Exercise details
Every record must be restated exactly. Drop the images.

(Input Opens)

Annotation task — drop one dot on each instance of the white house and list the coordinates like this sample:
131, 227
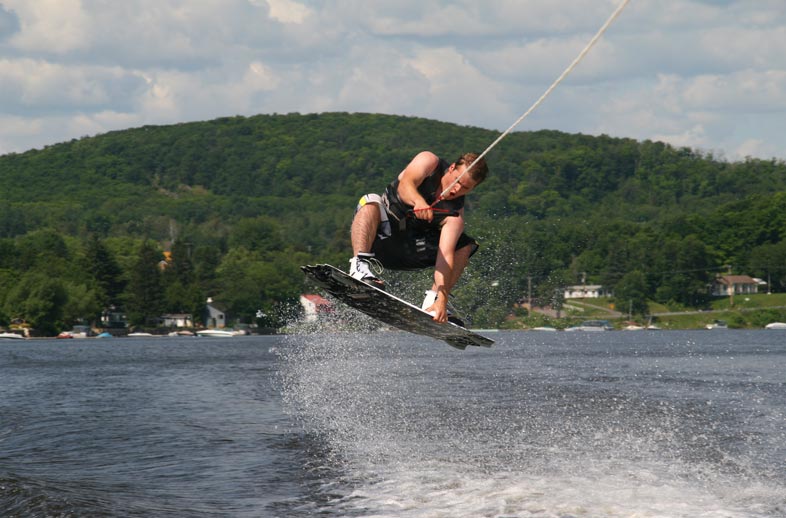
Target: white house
727, 285
215, 317
586, 291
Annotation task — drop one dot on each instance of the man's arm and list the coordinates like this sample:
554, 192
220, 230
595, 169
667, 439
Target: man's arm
445, 274
410, 179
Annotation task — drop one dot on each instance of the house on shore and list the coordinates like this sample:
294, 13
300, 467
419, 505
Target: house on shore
728, 285
586, 291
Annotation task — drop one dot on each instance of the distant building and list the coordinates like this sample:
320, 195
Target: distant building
177, 320
586, 291
215, 316
314, 305
727, 285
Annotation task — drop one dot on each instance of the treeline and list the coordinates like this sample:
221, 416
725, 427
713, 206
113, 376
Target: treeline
240, 202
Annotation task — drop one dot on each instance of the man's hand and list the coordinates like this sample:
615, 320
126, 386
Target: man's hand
422, 210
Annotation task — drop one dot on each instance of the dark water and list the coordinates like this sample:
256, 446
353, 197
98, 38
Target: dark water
634, 424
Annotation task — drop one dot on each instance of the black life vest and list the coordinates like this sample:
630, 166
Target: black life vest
430, 189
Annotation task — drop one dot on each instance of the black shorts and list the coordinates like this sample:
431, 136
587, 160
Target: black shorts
414, 248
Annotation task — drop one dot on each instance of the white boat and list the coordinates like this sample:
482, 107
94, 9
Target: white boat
718, 324
592, 325
216, 333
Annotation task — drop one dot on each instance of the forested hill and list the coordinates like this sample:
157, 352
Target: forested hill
555, 206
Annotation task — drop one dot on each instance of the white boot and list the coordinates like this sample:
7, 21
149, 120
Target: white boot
362, 267
431, 298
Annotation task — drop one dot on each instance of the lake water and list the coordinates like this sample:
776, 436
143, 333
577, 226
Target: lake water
628, 424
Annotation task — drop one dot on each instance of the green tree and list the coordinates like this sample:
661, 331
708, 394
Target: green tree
39, 300
631, 293
105, 271
144, 294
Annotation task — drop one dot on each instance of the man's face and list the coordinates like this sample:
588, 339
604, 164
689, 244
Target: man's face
464, 185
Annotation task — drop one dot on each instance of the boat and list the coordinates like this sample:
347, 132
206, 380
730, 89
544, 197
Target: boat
183, 332
633, 327
718, 324
592, 325
776, 325
216, 333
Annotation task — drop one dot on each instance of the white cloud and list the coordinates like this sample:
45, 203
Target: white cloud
692, 72
288, 11
52, 26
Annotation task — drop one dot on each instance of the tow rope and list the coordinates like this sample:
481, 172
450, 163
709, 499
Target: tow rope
542, 97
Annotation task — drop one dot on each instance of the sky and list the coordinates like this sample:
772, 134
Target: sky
710, 75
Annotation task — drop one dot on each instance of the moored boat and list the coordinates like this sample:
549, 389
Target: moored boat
216, 333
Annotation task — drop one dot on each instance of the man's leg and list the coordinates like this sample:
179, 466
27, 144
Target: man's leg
363, 233
364, 228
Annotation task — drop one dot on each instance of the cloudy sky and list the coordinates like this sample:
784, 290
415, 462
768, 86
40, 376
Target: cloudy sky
709, 74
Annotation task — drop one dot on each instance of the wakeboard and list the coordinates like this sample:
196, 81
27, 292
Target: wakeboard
388, 308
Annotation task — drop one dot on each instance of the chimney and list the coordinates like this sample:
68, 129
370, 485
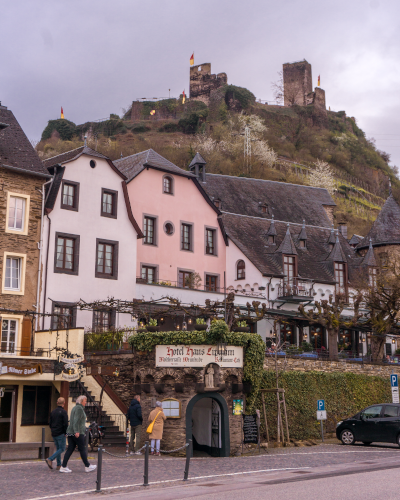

(Input Closes)

Response
Annotation task — drop one dot on each instance of the white house and list the coordinates like this sample:
131, 227
Target: white house
727, 285
215, 317
586, 291
Annotation task — drop one dot on each instance of the man's arm and list the coordinates like this sample:
554, 192
220, 230
595, 169
667, 439
Target: man's arm
445, 274
410, 179
Annotation task — drop one dot on each instance of the house on shore and list the coordinates like this sample:
294, 13
300, 467
419, 505
Target: house on shore
728, 285
586, 291
Annotation task — drop one dot on each instance of the distant building and list the coordinates like this sample:
320, 195
Target: distant building
177, 320
586, 291
215, 316
314, 305
727, 285
Annotation task — drop one dot on each instance of the treeline and list the coordinates like this sample:
221, 416
725, 427
713, 206
113, 376
Target: treeline
240, 202
Annotation task — drop one dot on each instance of the man's hand and list the coordinates like this sample:
615, 320
126, 386
Target: man's hand
422, 210
Annotation task — drop one dot on each instance of the dark water and list the coordinates like this sample:
256, 446
353, 197
98, 38
Target: dark water
634, 424
Annotation task — drop one dot on each instance of the black life vest and list the coordinates like this sample:
630, 166
Target: black life vest
430, 189
Annotation task — drop one dot on each instance of the black shorts and list the coordinates like this sample:
431, 136
587, 160
Target: black shorts
414, 248
Annotation task — drop one dot on each instance of the white boat and list the coordinates like this sample:
482, 107
94, 9
Target: white boat
718, 324
592, 325
216, 333
Annotation task — drop one dot on each instance of the forested hill and list the coordinates like this sample:
157, 352
Target: forested hill
555, 206
Annotation task — drop one dot on each instance of the white boot and list the coordinates like this sample:
7, 21
149, 120
Target: white boot
362, 267
431, 298
Annotation task — drop one dot on each instance of the lake water and list the coordinates like this sample:
776, 436
143, 333
577, 226
Target: lake water
628, 424
Annotation task — drop one dot on each instance of the green tree and list the coordinates like this sample:
661, 331
708, 394
Target: green tree
39, 300
631, 293
105, 271
144, 294
Annotation task — drop one dot on each instance of the man's face and list the coordinates like this sample:
588, 339
604, 164
689, 244
Target: man's face
464, 185
Annotation task — drop one dot on each instance of the boat and list the coordinates like this sample:
347, 132
206, 380
730, 89
544, 197
Target: boat
183, 332
633, 327
718, 324
592, 325
776, 325
216, 333
Annotation task — drop one dot on each instance of the white cloud and list the coordinates like this sample:
45, 203
Target: white cloud
692, 72
288, 11
52, 26
Annotation task — drop one dot on each instance of the tow rope and list the coordinates like this sample:
481, 172
450, 163
709, 499
Target: tow rope
542, 97
Annotation task — drop one dot on each instance of the sky and list the coordinates like this sample:
772, 134
Target: sky
710, 75
Annotation task — drop one dot on each instance of the moored boat and list the coordinates like this sample:
549, 389
Target: moored boat
216, 333
Annotation task — drop one dot on each instance of the man's leg and list the coordinates like this sample:
179, 466
27, 144
Target: man's leg
363, 233
364, 228
Annotation task — drop one dot on each instance of the cloudy sky and list the coordinates like this sample:
784, 290
415, 462
768, 86
40, 376
Target: cloudy sky
709, 74
Annotation task — drop one dot on each instance of the wakeboard and list the coordinates like this sample:
196, 81
27, 292
Target: wakeboard
388, 308
Annotation task — drop one dot on each instance of the chimney and list the coordinates like this sample:
68, 129
370, 485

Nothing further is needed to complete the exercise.